■ YOUR INSTRUCTIONS
Recast everything from the line containing "Each instance of the racing" down through the end of the material as a numbered list. Omit blank lines and leave the pictures out of the answer.
═══ RECORDS SUPPLIED
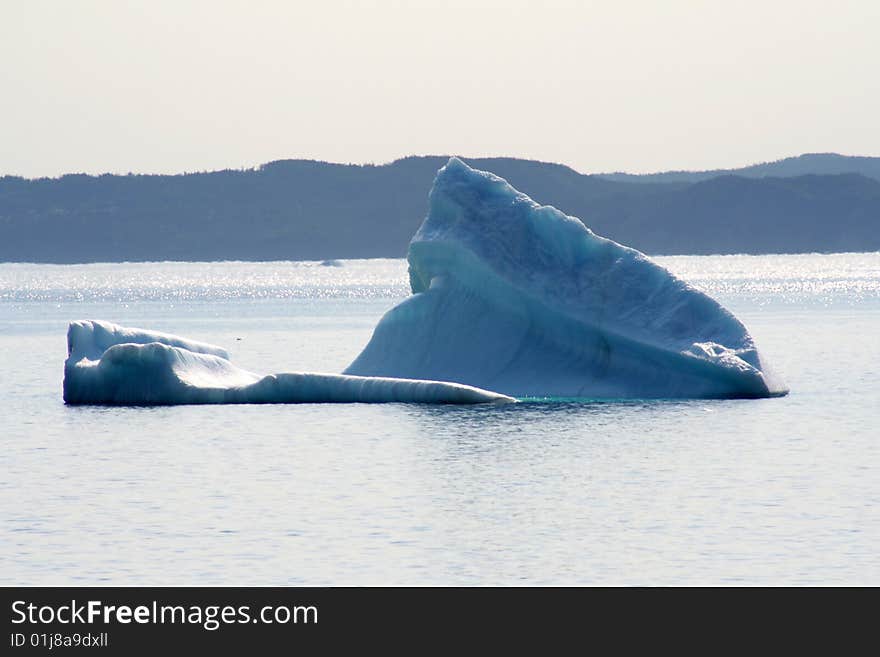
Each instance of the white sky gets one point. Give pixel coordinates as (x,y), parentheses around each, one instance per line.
(170,86)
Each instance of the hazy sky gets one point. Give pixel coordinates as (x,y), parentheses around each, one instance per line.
(158,86)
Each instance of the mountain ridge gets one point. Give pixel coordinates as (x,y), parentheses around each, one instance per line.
(311,210)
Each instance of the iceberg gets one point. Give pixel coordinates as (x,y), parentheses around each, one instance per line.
(516,297)
(114,365)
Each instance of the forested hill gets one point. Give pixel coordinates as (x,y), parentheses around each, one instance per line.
(308,210)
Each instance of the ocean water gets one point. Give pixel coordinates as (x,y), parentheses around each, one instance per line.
(776,491)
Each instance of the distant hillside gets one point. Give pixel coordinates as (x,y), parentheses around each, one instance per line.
(307,210)
(809,163)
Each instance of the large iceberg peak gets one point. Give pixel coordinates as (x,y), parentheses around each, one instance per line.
(520,298)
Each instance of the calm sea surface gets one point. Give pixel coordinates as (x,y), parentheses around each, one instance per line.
(778,491)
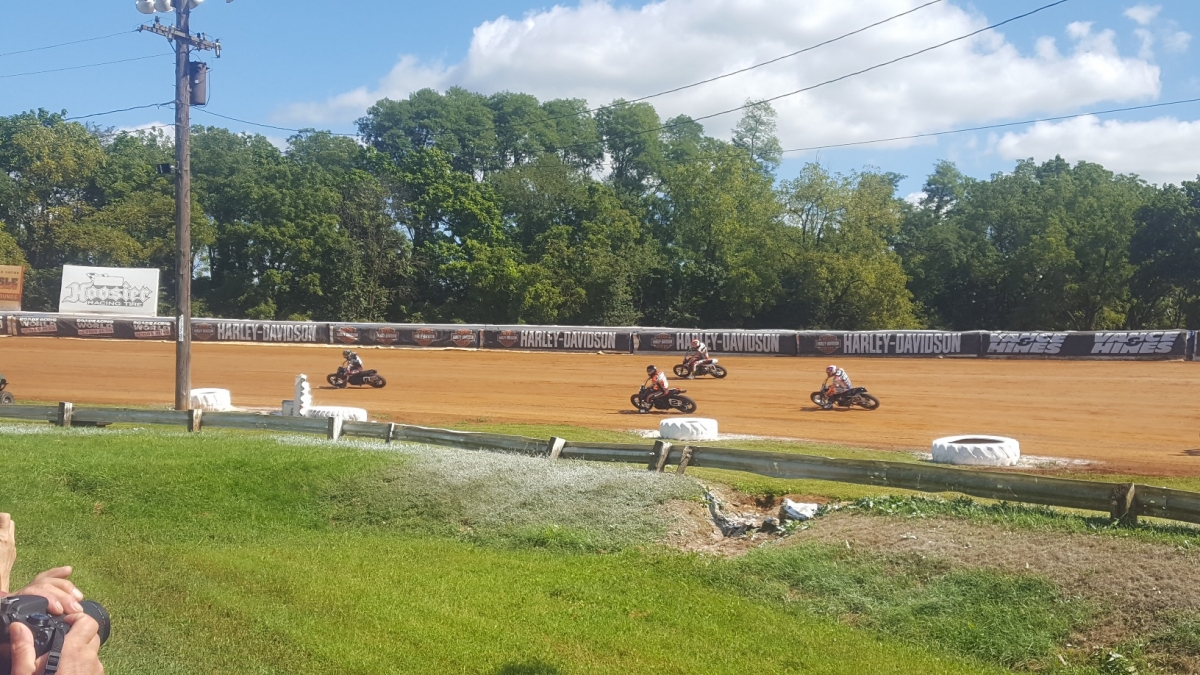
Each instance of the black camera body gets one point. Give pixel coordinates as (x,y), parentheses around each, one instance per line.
(48,631)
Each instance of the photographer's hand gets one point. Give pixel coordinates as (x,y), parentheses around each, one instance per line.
(55,586)
(81,649)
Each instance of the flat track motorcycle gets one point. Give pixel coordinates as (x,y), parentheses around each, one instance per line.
(705,366)
(857,396)
(363,378)
(672,400)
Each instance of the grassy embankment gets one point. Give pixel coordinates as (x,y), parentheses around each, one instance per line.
(243,553)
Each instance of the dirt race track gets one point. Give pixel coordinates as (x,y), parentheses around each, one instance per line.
(1133,416)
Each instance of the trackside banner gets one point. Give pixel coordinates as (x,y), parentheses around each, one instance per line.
(115,328)
(558,338)
(12,284)
(109,291)
(891,344)
(1117,345)
(719,341)
(229,330)
(406,334)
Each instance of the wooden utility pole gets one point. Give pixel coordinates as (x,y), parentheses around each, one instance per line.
(184,43)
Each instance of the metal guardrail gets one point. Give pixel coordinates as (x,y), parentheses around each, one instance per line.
(1122,501)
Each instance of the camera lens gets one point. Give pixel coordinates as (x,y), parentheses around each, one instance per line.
(96,610)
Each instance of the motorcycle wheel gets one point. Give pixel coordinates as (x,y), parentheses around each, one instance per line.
(683,404)
(867,401)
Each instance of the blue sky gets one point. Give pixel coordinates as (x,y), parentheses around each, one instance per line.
(318,64)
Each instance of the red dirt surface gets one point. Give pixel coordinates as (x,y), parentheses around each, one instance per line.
(1137,417)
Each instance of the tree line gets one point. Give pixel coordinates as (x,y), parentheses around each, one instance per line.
(459,207)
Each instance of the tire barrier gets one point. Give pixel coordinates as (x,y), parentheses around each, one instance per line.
(891,344)
(689,429)
(977,451)
(406,334)
(719,341)
(210,400)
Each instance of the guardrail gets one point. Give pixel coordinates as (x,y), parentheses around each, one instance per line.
(1121,501)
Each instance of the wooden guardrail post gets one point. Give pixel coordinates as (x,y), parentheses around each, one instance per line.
(661,449)
(1125,506)
(65,412)
(684,460)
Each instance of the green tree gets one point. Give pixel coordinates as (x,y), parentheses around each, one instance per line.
(755,133)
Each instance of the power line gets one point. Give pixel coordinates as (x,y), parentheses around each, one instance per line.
(83,66)
(118,111)
(269,125)
(877,66)
(65,43)
(840,78)
(775,60)
(985,127)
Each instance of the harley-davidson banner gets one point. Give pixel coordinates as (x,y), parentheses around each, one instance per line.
(12,284)
(719,341)
(220,330)
(891,344)
(553,338)
(407,334)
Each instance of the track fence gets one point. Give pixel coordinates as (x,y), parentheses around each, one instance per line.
(1121,501)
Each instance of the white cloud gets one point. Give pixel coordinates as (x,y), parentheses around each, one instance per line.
(600,51)
(1161,150)
(1177,41)
(1163,30)
(1143,15)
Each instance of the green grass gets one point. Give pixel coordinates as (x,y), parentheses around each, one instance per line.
(1186,537)
(1017,621)
(228,553)
(775,487)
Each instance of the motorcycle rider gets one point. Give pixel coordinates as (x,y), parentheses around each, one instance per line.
(699,353)
(840,383)
(659,386)
(353,363)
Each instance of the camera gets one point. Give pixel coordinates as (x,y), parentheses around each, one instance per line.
(48,631)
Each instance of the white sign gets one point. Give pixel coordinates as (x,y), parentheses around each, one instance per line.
(109,291)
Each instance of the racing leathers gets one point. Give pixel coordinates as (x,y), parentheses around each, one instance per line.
(699,353)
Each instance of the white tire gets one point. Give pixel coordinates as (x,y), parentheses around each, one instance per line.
(688,429)
(210,400)
(977,451)
(345,412)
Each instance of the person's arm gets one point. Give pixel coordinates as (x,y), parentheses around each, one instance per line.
(55,586)
(79,656)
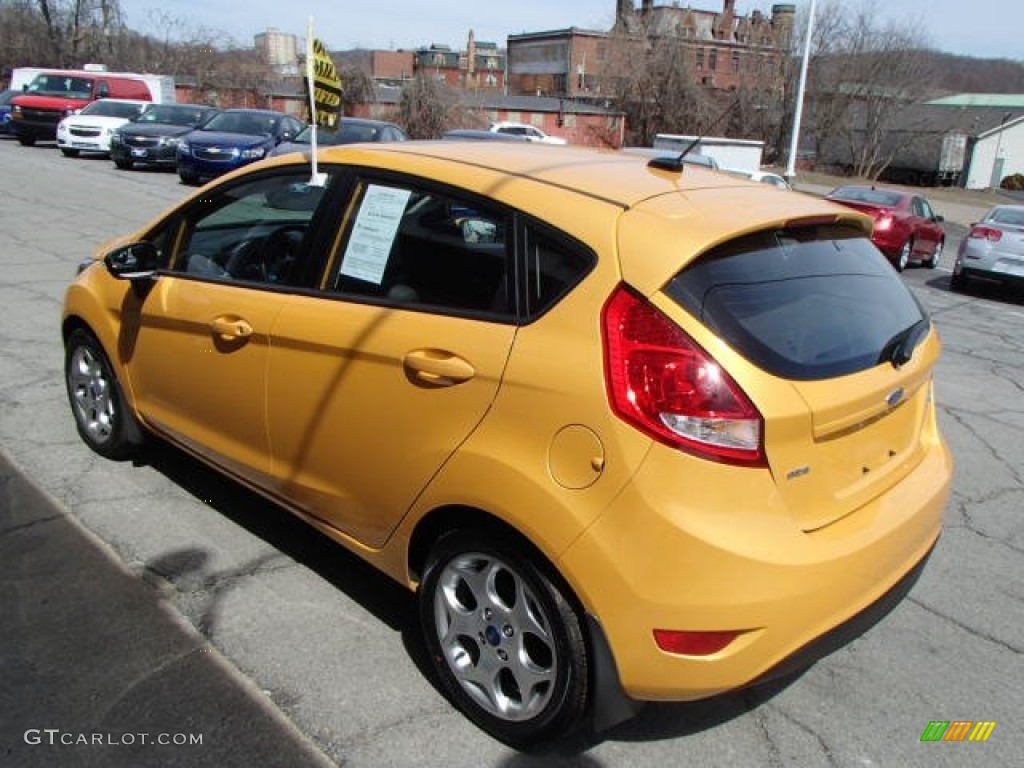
══════
■ RESPONSE
1. Each instance of the racing leathers gets one point. Give pixel coordinates as (x,y), parentheses around each, one instance per line.
2. (699,353)
3. Each instance of the white tire gets one point. Give pixel coordinates as (x,y), parentheses around each, one instance per line.
4. (688,429)
5. (210,400)
6. (977,451)
7. (345,412)
8. Each instance of the person's arm gets one point. Give pixel coordinates as (x,y), parentheses around each, one instance per line.
9. (55,586)
10. (79,656)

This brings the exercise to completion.